# Problem A
According to the passage below on the flawed CIA messaging system, why was the system adopted widely by agents even though it was not sophisticated? Answer in one to three sentences.
# Problem B
Answer these questions using the passage below on the flawed CIA messaging system.
(i) Over which years were dozens of U.S. spies killed after using the system?
(ii) What did Iran use as a search tool to find the secret websites used by American spies?
(iii) In what year did a former defense contractor warn CIA authorities about the system?
# Problem C
Carry on the passage below about the flawed CIA messaging system, starting after its final sentence.
-- Selected text start --
An unreported CIA disaster has come to light due to a recent report from Yahoo News. 

According to 11 former intelligence and government officials, from 2009 to 2013, dozens of U.S. spies were killed after using a flawed messaging system.

The messaging system was used to communicate with other field agents but it was compromised after foreign foes were able to hack the system via Google.

“The Internet-based communications platform was first used in the Middle East to communicate with soldiers in war zones and had not been intended for widespread use but due to its ease of use and efficacy, it was adopted by agents despite its lack of sophistication, the sources claimed,” writes The Telegraph.

Apparently, Iran discovered the secret websites being used by American spies by using Google as a search tool.

Iran was able to then infiltrate the CIA spy network and find the spies that were part of a 30-strong network, many of were then imprisoned or executed.

A former defense contractor warned CIA authorities in 2008 about the messaging system and said it was too vulnerable.

“The design and maintenance of the system is flawed,” said John Reidy, the defense contractor at the time.

Allegedly, Iran and China traded secrets so then China was also able to take down a U.S. spy network.
-- Selected text end --
-- Material shown start --
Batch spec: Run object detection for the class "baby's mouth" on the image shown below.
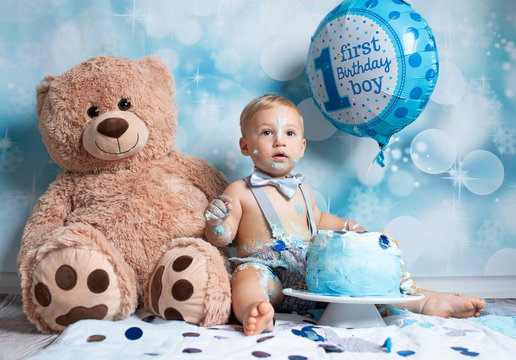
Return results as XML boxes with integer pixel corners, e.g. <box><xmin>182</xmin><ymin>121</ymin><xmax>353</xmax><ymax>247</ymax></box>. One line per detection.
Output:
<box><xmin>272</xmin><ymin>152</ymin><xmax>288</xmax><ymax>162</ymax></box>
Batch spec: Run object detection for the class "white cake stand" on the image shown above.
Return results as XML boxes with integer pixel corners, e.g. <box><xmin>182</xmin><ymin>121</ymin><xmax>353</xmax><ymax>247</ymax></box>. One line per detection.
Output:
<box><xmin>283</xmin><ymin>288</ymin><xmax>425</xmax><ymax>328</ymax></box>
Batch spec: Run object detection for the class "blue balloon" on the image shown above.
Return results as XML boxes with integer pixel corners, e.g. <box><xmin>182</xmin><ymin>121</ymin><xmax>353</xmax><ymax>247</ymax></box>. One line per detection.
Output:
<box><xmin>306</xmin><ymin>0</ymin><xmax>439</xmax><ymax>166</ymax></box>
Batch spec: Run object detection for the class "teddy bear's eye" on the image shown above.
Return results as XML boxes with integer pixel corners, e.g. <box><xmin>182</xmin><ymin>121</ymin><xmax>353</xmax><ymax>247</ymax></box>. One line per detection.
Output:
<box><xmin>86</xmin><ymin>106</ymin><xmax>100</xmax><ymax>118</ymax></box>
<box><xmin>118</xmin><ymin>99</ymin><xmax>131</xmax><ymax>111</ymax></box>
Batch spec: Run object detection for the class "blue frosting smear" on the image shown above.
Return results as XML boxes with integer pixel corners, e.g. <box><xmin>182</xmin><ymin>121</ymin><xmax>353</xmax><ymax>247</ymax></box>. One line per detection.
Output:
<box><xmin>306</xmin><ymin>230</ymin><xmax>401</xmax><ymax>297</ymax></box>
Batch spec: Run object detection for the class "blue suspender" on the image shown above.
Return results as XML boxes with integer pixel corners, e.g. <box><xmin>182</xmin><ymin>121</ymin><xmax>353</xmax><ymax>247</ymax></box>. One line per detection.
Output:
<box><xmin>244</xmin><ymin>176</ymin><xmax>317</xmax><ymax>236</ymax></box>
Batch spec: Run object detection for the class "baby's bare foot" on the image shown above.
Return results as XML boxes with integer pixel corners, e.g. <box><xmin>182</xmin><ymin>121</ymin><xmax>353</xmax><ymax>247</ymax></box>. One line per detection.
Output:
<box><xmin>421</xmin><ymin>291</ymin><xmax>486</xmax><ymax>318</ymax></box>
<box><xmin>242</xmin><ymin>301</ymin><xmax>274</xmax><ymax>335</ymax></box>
-- Material shown end --
-- Material shown start --
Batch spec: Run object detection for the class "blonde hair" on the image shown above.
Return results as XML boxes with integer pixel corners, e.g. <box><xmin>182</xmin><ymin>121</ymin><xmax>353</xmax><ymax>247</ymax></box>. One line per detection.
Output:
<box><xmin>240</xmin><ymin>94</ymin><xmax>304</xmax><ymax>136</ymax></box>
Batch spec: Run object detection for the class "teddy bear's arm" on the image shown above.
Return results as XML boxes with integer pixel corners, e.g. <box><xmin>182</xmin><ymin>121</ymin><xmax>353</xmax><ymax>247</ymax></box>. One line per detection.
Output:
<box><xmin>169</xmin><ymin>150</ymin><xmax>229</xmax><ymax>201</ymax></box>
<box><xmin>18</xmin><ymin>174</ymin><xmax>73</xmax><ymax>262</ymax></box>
-- Material shown end --
-- Material shown start --
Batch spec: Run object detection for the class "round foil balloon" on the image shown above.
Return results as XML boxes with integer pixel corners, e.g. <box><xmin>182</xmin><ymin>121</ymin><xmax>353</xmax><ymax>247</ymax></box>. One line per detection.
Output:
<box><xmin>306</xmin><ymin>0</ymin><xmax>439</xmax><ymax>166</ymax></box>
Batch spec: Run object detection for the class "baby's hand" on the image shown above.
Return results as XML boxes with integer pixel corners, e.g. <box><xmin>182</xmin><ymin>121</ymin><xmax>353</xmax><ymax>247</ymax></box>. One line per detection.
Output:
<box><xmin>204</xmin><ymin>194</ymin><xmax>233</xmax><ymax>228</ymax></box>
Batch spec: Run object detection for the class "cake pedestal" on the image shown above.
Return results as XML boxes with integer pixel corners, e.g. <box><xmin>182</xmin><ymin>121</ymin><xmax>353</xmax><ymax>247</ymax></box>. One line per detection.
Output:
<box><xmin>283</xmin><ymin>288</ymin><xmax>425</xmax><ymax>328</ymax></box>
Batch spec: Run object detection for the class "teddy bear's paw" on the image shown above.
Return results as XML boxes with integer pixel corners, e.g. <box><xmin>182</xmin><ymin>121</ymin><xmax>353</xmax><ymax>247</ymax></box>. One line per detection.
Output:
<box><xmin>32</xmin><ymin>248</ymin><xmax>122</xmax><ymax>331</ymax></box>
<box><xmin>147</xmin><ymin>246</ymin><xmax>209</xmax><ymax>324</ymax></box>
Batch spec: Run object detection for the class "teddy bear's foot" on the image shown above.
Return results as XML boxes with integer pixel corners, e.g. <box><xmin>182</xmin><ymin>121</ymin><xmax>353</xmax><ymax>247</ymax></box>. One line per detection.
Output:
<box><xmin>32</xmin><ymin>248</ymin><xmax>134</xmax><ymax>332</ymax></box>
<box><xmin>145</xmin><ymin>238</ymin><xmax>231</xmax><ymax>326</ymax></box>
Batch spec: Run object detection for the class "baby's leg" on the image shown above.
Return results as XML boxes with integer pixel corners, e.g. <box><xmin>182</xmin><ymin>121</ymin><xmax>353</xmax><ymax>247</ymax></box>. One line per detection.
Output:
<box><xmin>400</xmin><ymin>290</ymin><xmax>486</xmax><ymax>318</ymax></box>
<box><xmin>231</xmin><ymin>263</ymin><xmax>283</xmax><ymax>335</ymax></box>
-- Material shown end --
# Task output A
The system was adopted by agents because of its ease of use and efficacy. This happened even though it had been intended only for communicating with soldiers in war zones, not for widespread use.

# Task output B
(i) From 2009 to 2013.
(ii) Google.
(iii) 2008.

# Task output C
“Meanwhile in China 30 agents working for the US were executed by the government after compromising the spy network using a similar means. Beijing had managed to break into a second temporary communications system,  splintered from the initial platform and were able to see every single agent the CIA had placed in the country,” writes The Telegraph.

Fortunately, an agent in Russia was warned about these takedowns and was able to shut down the communication channels.

“We’re still dealing with the fallout,” said one former national security official to Yahoo News. “Dozens of people around the world were killed because of this.”

One former senior intelligence official was the situation was “catastrophic.”

The CIA has struggled with hiding and dealing with the internal backlash of this failure, especially since the agency was aware that the system was flawed.

“Our biggest insider threat is our own institution,” said an official.

Editor’s note: This was a major disaster by the CIA that could have been avoided. It looks like it was a “security by obscurity” strategy, which can be used in a pinch for short-term operations. But as a long term system, it statistically GUARANTEES discovery and failure.  The CIA should have assumed that any digital system is vulnerable and would get hacked at some point.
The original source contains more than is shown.